§ **Activities**
A. In the essay about discarding clothes, what does the writer search for online morning and night?
B. Rewrite the passage of the essay on discarding clothes that opens with the words containing "In Riddley Walker, a" and closes with "wear much longer.", changing every "clothes" to "garments".

§ **Source document**
══════════════════════════════

DISCARDING CLOTHES

I’ve had low spirits over the past few days, even as the sun finally comes out from behind the clouds and temperatures rise.

I believe we’re rounding the corner with the coronavirus, spring optimism—a little muted, a little tentative—is in the air. I go online morning and night in search of a vaccine appointment, for which I’m now eligible (no success so far). I even had visits at home from two friends of mine over the past several days, after so many weeks of none, and I can hear a whisper: Yes, we can do this, we can finally meet for lunch or coffee, we can finally hug!

At the same time, I hear about other friends who are very ill, even beginning the dying process. I don’t cry much, but in the past few days I find myself again and again looking out, lost in snow.

In Riddley Walker, a wise old woman tells Riddley that she can feel how It doesn’t feel like wearing her body anymore. It wears all of us like clothes, she says, but I think it has trouble putting on my body, like a shirt I have to stretch hard to get my arm through.

Lately I feel that it is discarding many clothes I know, clothes that were once beautiful outfits full of splashy and daring color, in-your-face frills and puffy sleeves. There are some clothes it’s not going to wear much longer.

Last thing at night, before going to bed, I put my boots and jacket on and go out to the yard in back. I walk up and down the shoveled paths of my outside home, first visiting Kwan-Yin, then going down one side and coming up the other, and finally visiting the birdfeeders that lie in deeper shadow. I stop in front of Kwa-Yin, compliment her on her latest snow outfit, and beg for compassion.

What is that?

══════════════════════════════

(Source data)

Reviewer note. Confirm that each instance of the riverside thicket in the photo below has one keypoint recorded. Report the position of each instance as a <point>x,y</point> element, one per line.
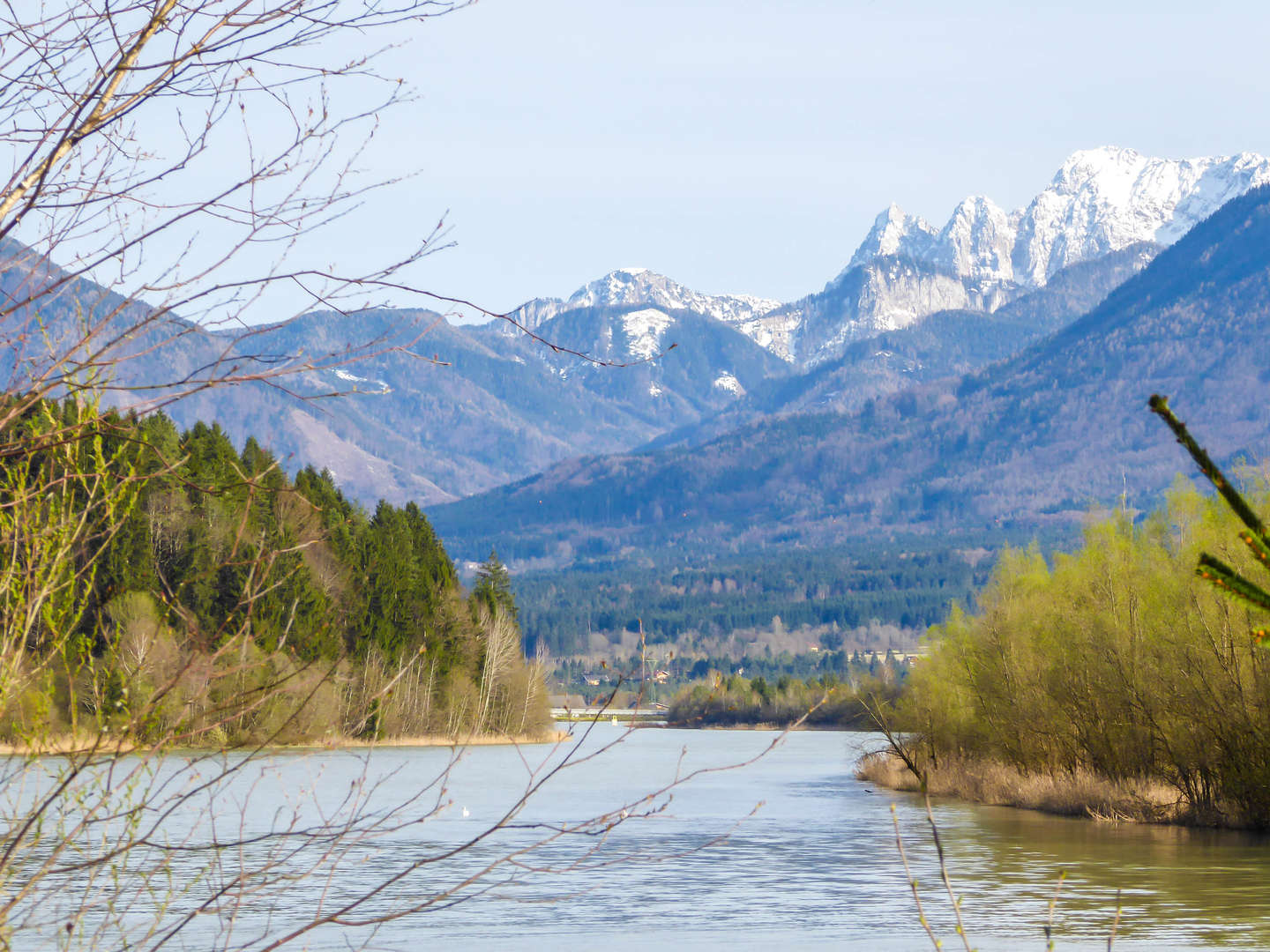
<point>1116,661</point>
<point>206,596</point>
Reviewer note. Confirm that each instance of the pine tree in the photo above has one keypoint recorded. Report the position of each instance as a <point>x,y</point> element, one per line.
<point>1254,536</point>
<point>493,587</point>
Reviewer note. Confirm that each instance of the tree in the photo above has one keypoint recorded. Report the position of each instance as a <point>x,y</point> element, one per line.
<point>493,588</point>
<point>1254,534</point>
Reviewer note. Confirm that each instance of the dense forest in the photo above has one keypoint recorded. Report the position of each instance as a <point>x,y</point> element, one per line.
<point>1117,661</point>
<point>217,599</point>
<point>828,701</point>
<point>833,591</point>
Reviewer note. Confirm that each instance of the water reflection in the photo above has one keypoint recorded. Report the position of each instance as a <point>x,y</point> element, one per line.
<point>816,866</point>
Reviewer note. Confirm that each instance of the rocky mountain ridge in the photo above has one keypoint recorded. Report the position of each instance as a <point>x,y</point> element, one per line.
<point>1027,443</point>
<point>1102,201</point>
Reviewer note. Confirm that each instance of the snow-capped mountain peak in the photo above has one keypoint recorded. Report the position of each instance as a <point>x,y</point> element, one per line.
<point>894,233</point>
<point>640,286</point>
<point>1100,201</point>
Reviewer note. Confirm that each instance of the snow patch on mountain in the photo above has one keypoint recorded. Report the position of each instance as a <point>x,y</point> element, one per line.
<point>644,331</point>
<point>728,383</point>
<point>639,286</point>
<point>1100,201</point>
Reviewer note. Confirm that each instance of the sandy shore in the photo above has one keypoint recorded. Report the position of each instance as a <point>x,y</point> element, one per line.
<point>68,744</point>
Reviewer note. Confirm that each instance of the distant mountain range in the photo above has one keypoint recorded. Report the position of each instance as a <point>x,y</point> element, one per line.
<point>1029,441</point>
<point>914,306</point>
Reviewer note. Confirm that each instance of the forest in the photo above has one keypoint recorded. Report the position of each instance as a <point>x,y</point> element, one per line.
<point>1117,663</point>
<point>208,597</point>
<point>704,600</point>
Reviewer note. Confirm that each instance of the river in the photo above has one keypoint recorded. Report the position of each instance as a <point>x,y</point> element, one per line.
<point>788,851</point>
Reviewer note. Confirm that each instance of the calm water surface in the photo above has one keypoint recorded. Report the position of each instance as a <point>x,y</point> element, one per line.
<point>814,866</point>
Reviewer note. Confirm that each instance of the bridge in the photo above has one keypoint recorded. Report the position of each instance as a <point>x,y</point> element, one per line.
<point>623,715</point>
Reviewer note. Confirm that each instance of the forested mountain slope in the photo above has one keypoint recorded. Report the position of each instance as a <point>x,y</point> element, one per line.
<point>1033,441</point>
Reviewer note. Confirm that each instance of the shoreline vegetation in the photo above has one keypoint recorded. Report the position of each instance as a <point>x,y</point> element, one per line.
<point>827,703</point>
<point>1077,792</point>
<point>179,593</point>
<point>1113,682</point>
<point>65,744</point>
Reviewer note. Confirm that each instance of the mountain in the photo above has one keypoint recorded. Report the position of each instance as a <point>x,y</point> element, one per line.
<point>1100,201</point>
<point>1029,442</point>
<point>943,344</point>
<point>639,286</point>
<point>426,410</point>
<point>914,305</point>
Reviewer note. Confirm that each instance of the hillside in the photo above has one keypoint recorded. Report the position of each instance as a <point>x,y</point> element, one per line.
<point>1033,441</point>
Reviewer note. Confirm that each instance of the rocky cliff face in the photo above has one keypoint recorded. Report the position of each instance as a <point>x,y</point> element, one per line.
<point>1102,201</point>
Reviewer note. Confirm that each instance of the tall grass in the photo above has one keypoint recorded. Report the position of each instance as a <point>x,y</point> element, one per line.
<point>1116,663</point>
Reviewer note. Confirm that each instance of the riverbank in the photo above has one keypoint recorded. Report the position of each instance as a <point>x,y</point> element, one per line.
<point>69,744</point>
<point>1076,793</point>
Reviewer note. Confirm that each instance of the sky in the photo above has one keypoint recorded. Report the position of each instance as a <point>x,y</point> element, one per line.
<point>746,147</point>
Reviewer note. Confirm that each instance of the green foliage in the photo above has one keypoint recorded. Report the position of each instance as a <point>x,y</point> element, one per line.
<point>1114,659</point>
<point>172,579</point>
<point>843,587</point>
<point>1254,534</point>
<point>817,701</point>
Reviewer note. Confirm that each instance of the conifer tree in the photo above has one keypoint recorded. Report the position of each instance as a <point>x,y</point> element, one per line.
<point>1254,534</point>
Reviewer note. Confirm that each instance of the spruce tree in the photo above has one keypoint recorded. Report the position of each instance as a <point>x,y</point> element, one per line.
<point>1254,534</point>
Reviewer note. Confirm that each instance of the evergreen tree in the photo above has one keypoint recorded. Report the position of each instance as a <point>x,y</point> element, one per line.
<point>493,587</point>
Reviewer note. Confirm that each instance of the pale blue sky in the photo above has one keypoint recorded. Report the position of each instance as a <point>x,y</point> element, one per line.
<point>747,146</point>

══════════════════════════════

§ **Solutions below**
A. A vaccine appointment.

B.
In Riddley Walker, a wise old woman tells Riddley that she can feel how It doesn’t feel like wearing her body anymore. It wears all of us like garments, she says, but I think it has trouble putting on my body, like a shirt I have to stretch hard to get my arm through.

Lately I feel that it is discarding many garments I know, garments that were once beautiful outfits full of splashy and daring color, in-your-face frills and puffy sleeves. There are some garments it’s not going to wear much longer.